Try it.
Write out exactly, please, the lines from the one containing "point(377, 288)" to the end of the material.

Available records.
——————

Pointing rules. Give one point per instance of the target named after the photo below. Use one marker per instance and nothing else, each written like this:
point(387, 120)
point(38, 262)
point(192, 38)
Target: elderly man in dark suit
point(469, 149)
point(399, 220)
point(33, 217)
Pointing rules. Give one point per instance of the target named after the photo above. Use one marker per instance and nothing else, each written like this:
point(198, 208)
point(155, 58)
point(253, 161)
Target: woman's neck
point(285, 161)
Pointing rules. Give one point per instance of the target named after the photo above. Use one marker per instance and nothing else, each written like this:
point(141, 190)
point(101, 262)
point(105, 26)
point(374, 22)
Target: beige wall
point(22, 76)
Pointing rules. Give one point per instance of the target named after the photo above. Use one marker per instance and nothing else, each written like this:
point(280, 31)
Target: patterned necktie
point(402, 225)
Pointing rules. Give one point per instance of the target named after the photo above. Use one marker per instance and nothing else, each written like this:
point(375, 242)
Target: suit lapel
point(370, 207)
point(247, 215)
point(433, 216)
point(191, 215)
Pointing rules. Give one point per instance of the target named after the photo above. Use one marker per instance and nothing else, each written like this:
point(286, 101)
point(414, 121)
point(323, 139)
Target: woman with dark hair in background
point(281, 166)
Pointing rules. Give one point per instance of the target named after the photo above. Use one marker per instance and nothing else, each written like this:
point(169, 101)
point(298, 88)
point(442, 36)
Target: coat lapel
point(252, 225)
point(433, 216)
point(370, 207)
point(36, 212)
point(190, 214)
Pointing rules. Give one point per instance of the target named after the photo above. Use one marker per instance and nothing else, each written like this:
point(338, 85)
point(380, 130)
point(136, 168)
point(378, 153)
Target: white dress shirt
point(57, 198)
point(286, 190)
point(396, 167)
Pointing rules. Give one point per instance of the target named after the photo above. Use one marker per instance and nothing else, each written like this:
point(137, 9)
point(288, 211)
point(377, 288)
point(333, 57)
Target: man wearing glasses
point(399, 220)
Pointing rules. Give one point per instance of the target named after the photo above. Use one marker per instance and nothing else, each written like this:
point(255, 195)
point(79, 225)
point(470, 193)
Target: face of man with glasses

——————

Response to the exercise.
point(377, 288)
point(333, 57)
Target: man wearing glasses
point(399, 220)
Pointing rules. Give one point per instance of the target named after the photo above. Use one marker per instance and nothing else, each written like this:
point(255, 195)
point(79, 225)
point(470, 193)
Target: face of man with glasses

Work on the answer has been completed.